## DOCUMENT SECTION
*** Begin section ***

Recovery time for Zachary Herivaux, Xavier Kouassi presents challenge with March 4 season opener looming.

MLS: Chipotle MLS Homegrown Game
Zachary Herivuax, featured here during the Chipotle MLS Homegrown game, is not expected to be available for the March 4 season opener.
John Hefti-USA TODAY Sports

Add Zacahery Herivaux to the list of midfield uncertainties for the Revolution.

Per a report from Revolution Senior Writer and Editor Jeff Lemieux, Herivaux will need “several weeks” of treatment after suffering ankle and knee injuries during last week’s match against the Houston Dynamo. With midfield depth already a concern, Herivaux’s injury casts an even darker shadow over a suddenly thin unit.

At the onset of preseason camp, Revolution fans anticipated that Xavier Kouassi, who tore his ACL in Switzerland last January, would enter the season in full health. Yet the defensive midfielder played just 17 minutes against the Dynamo last Wednesday and did not appear in Saturday’s match against the Colorado Rapids. Though he did participate in an off-field scrimmage Saturday evening, Kouassi appears several weeks—if not months—from match fitness.

*** End section ***

## DATA PROVIDED

*** Begin section ***

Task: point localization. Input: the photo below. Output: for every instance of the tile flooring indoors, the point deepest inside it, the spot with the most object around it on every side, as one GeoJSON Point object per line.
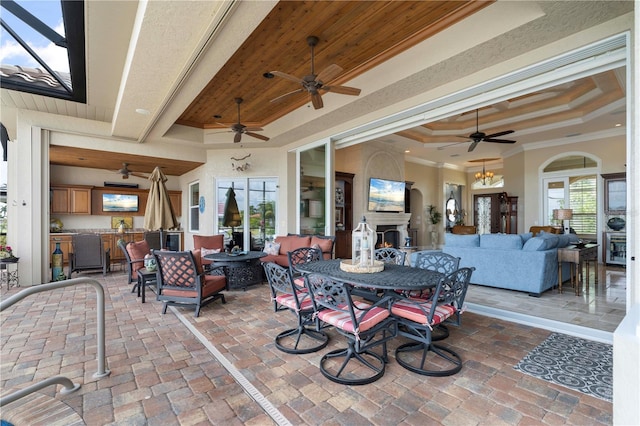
{"type": "Point", "coordinates": [223, 368]}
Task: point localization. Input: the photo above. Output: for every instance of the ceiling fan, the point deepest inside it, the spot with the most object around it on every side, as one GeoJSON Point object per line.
{"type": "Point", "coordinates": [125, 172]}
{"type": "Point", "coordinates": [239, 128]}
{"type": "Point", "coordinates": [314, 83]}
{"type": "Point", "coordinates": [479, 136]}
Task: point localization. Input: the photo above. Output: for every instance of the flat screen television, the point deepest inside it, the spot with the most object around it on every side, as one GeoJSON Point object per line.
{"type": "Point", "coordinates": [119, 203]}
{"type": "Point", "coordinates": [386, 195]}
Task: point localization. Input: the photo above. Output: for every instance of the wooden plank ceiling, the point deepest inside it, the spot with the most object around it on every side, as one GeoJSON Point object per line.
{"type": "Point", "coordinates": [356, 35]}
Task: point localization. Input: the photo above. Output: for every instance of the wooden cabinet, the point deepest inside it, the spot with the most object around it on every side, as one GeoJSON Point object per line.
{"type": "Point", "coordinates": [494, 213]}
{"type": "Point", "coordinates": [70, 199]}
{"type": "Point", "coordinates": [143, 195]}
{"type": "Point", "coordinates": [344, 214]}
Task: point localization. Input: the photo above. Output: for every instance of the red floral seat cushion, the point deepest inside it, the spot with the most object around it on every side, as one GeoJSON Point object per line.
{"type": "Point", "coordinates": [343, 320]}
{"type": "Point", "coordinates": [416, 310]}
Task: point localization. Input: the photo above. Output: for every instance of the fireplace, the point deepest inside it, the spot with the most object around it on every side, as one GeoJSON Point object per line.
{"type": "Point", "coordinates": [390, 227]}
{"type": "Point", "coordinates": [388, 236]}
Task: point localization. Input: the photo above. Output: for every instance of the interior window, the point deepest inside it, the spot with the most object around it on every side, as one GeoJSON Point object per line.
{"type": "Point", "coordinates": [573, 185]}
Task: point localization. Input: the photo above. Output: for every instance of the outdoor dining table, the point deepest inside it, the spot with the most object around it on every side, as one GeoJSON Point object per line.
{"type": "Point", "coordinates": [393, 277]}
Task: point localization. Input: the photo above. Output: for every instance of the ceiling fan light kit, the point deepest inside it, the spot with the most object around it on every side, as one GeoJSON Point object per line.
{"type": "Point", "coordinates": [485, 176]}
{"type": "Point", "coordinates": [314, 83]}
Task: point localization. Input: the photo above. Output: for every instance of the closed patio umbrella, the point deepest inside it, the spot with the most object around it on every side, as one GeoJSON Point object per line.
{"type": "Point", "coordinates": [231, 216]}
{"type": "Point", "coordinates": [159, 213]}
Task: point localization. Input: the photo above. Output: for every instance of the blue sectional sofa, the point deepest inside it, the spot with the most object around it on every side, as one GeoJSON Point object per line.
{"type": "Point", "coordinates": [512, 261]}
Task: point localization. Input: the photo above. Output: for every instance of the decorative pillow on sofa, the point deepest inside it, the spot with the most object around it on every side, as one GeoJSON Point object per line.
{"type": "Point", "coordinates": [292, 242]}
{"type": "Point", "coordinates": [458, 240]}
{"type": "Point", "coordinates": [540, 243]}
{"type": "Point", "coordinates": [526, 236]}
{"type": "Point", "coordinates": [204, 252]}
{"type": "Point", "coordinates": [272, 248]}
{"type": "Point", "coordinates": [324, 244]}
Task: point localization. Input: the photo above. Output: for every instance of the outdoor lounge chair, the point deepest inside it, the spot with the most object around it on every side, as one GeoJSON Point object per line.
{"type": "Point", "coordinates": [88, 253]}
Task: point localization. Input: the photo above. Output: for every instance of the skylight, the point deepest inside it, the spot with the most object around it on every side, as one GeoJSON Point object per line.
{"type": "Point", "coordinates": [42, 48]}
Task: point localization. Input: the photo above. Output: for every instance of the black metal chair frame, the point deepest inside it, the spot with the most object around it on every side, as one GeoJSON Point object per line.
{"type": "Point", "coordinates": [80, 248]}
{"type": "Point", "coordinates": [451, 290]}
{"type": "Point", "coordinates": [445, 264]}
{"type": "Point", "coordinates": [283, 287]}
{"type": "Point", "coordinates": [189, 279]}
{"type": "Point", "coordinates": [331, 297]}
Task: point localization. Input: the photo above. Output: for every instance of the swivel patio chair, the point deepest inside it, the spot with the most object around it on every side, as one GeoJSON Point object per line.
{"type": "Point", "coordinates": [365, 325]}
{"type": "Point", "coordinates": [299, 256]}
{"type": "Point", "coordinates": [182, 282]}
{"type": "Point", "coordinates": [307, 337]}
{"type": "Point", "coordinates": [417, 319]}
{"type": "Point", "coordinates": [390, 255]}
{"type": "Point", "coordinates": [88, 254]}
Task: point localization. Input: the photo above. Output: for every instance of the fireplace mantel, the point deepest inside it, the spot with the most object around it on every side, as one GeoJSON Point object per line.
{"type": "Point", "coordinates": [399, 220]}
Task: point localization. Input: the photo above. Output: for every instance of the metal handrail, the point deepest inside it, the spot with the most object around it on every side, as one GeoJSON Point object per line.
{"type": "Point", "coordinates": [100, 335]}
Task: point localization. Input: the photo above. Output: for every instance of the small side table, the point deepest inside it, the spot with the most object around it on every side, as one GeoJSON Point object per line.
{"type": "Point", "coordinates": [578, 256]}
{"type": "Point", "coordinates": [145, 278]}
{"type": "Point", "coordinates": [9, 274]}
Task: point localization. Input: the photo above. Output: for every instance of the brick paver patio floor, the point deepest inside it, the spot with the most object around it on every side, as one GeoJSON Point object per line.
{"type": "Point", "coordinates": [162, 374]}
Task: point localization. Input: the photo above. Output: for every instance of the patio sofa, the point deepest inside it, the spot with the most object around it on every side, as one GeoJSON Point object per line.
{"type": "Point", "coordinates": [511, 261]}
{"type": "Point", "coordinates": [278, 248]}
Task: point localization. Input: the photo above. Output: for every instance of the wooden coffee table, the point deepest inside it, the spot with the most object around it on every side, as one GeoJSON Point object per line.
{"type": "Point", "coordinates": [578, 256]}
{"type": "Point", "coordinates": [242, 270]}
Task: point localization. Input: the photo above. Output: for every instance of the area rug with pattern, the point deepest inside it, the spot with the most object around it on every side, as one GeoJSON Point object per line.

*** End section ***

## EXERCISE SET
a) Answer these questions about the article on the Revolution's midfield injuries:
(i) How long will Herivaux need treatment, according to Jeff Lemieux's report?
(ii) Which team were the Revolution playing when Herivaux was hurt?
(iii) How many minutes did Kouassi play against the Dynamo?
b) Write out everything in the article on the Revolution's midfield injuries from "Recovery time for" down to "for the Revolution.", replacing "season opener" with "first match".
The entries have nothing to do with the article.

## RESPONSES BY ITEM NUMBER
a)
(i) Several weeks
(ii) The Houston Dynamo
(iii) 17 minutes

b)
Recovery time for Zachary Herivaux, Xavier Kouassi presents challenge with March 4 first match looming.

MLS: Chipotle MLS Homegrown Game
Zachary Herivuax, featured here during the Chipotle MLS Homegrown game, is not expected to be available for the March 4 first match.
John Hefti-USA TODAY Sports

Add Zacahery Herivaux to the list of midfield uncertainties for the Revolution.